--- Tugas Latihan ---
[1] Salinlah tanpa perubahan seluruh bagian teks bacaan, mulai dari "Jika mediocristan merupakan" hingga "diluar lingkaran strukturalnya.".
[2] Menurut teks bacaan, dalam karya apa Nassim Nicholas Taleb menciptakan istilah mediocristan dan extremistan?

MENYIBAK KEARIFAN EXTREMISTAN
Dr. Zaprulkhan M.S.I. Inspiring Learner

            Istilah mediocristan dan extremistan merupakan ciptaan kreatif-provokatif Nassim Nicholas Taleb dalam karya monumental terbarunya, The Black Swan, yang segera menduduki buku BestSeller internasional. Secara umum, dengan istilah mediocristan, Taleb ingin melukiskan semua peristiwa yang biasa-biasa saja dalam setiap aspek kehidupan. Sedangkan extremistan adalah gambaran tentang segala peristiwa yang luar biasa dan spektakuler dalam setiap dimensi kehidupan. Namun dalam tulisan singkat ini, saya hanya ingin melukiskannya dari satu aspek kehidupan manusia saja.
Jika mediocristan merupakan sebuah keadaan yang tenang, tenteram, dan tanpa gejolak, maka extremistan adalah gambaran situasi yang penuh teka-teki, tantangan, dan kejutan demi kejutan. Dengan kata lain, melalui istilah mediocristan, Taleb ingin menggambarkan realitas kehidupan orang kebanyakan yang wajah kehidupannya menjadi terperangkap dalam hal-hal yang bersifat kolektif, rutin, nyaman, dan dapat diramalkan secara pasti. Mereka adalah orang-orang yang mengikuti aturan baku, merasa nyaman dengan kedudukan yang telah diraih, dan tidak pernah mampu melakukan sesuatu yang bersifat individual yang berada diluar lingkaran strukturalnya.
            Para karyawan sebuah bank, akuntan, dosen, atau pegawai sebuah perusahaan, misalnya, cuma menjalankan tugas rutin, mengevaluasi keuangan, melaksanakan instruksi atasan, atau mengarahkan kemajuan institusi berdasarkan standard-standard peraturan yang sudah disepakati bersama. Seorang kepala sekolah atau dekan perguruan tinggi, pembantu ketua atau ketua sebuah universitas, hanya disibukkan dengan rapat-rapat struktural, kegiatan-kegiatan teknis, dan segala macam aturan main yang sesuai dengan status mereka. Orang-orang ini merasa puas bersama jabatan mereka, namun tidak mampu menerobos keluar dari kerangkeng jabatan tersebut untuk melakukan sesuatu yang justru akan membawa efek sosial, fenomenal, dan bermakna.

--- Cuplikan Data ---
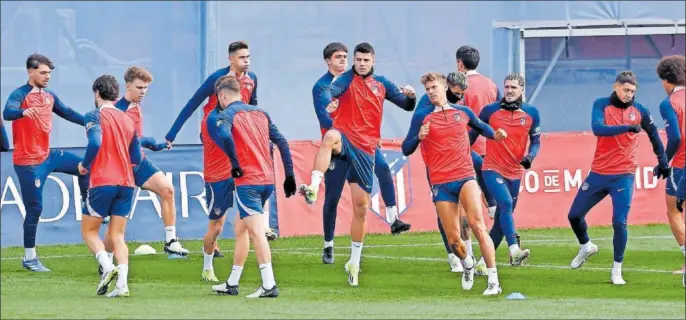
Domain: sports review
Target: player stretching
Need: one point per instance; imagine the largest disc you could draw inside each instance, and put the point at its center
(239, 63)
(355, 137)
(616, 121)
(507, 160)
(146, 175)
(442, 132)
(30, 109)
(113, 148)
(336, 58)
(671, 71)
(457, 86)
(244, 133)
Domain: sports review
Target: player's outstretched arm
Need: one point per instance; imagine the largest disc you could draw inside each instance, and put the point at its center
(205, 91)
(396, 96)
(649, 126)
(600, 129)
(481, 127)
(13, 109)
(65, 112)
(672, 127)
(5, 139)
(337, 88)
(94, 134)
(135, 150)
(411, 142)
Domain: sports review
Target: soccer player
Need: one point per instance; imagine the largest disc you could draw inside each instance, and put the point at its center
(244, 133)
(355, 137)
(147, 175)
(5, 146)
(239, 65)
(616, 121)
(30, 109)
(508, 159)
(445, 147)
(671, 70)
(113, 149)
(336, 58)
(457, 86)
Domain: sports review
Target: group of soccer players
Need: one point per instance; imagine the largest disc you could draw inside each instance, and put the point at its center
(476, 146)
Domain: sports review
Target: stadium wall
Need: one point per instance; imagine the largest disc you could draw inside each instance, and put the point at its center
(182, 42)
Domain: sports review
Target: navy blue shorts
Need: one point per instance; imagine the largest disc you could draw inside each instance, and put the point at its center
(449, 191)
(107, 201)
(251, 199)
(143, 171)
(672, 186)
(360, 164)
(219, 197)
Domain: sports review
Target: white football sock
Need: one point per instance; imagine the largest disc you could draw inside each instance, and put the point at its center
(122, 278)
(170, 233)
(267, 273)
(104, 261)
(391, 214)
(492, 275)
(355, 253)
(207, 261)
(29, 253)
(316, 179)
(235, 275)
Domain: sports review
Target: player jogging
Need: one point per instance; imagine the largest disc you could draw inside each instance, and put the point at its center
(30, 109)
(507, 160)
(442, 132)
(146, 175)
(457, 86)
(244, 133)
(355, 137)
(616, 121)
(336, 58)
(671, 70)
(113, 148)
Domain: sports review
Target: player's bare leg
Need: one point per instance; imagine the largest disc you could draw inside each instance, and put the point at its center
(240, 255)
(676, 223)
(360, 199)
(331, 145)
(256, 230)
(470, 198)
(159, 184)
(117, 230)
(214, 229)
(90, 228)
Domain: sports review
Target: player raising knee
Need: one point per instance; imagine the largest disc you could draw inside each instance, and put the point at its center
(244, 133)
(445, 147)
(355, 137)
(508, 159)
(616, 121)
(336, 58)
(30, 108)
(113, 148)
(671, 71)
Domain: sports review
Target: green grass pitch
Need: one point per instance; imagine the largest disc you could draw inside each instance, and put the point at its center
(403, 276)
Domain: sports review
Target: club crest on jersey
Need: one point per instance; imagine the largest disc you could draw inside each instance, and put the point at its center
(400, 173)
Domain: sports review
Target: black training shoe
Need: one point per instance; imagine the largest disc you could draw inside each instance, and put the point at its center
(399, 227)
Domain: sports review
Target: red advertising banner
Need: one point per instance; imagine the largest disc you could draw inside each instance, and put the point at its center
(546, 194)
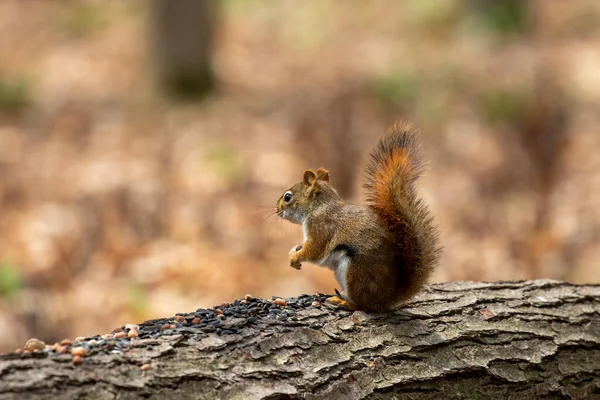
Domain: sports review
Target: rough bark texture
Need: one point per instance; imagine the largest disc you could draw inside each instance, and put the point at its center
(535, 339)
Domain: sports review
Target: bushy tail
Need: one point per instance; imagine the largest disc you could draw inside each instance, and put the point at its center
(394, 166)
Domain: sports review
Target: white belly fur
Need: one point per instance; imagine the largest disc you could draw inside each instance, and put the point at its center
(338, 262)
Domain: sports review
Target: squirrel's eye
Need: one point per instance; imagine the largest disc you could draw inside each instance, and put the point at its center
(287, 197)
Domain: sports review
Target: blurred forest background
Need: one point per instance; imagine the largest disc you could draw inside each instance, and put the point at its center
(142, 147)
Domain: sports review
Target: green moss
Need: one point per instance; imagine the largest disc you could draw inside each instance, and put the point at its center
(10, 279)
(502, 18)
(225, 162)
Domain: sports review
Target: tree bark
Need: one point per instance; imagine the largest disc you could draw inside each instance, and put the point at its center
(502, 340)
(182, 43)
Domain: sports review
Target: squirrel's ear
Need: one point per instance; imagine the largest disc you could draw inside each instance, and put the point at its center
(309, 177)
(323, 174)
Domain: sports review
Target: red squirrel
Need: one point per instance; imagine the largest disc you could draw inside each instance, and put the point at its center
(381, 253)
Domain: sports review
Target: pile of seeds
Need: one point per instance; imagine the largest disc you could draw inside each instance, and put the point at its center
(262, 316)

--- Hasil Latihan ---
[1]
Jika mediocristan merupakan sebuah keadaan yang tenang, tenteram, dan tanpa gejolak, maka extremistan adalah gambaran situasi yang penuh teka-teki, tantangan, dan kejutan demi kejutan. Dengan kata lain, melalui istilah mediocristan, Taleb ingin menggambarkan realitas kehidupan orang kebanyakan yang wajah kehidupannya menjadi terperangkap dalam hal-hal yang bersifat kolektif, rutin, nyaman, dan dapat diramalkan secara pasti. Mereka adalah orang-orang yang mengikuti aturan baku, merasa nyaman dengan kedudukan yang telah diraih, dan tidak pernah mampu melakukan sesuatu yang bersifat individual yang berada diluar lingkaran strukturalnya.

[2] Dalam karyanya yang berjudul The Black Swan.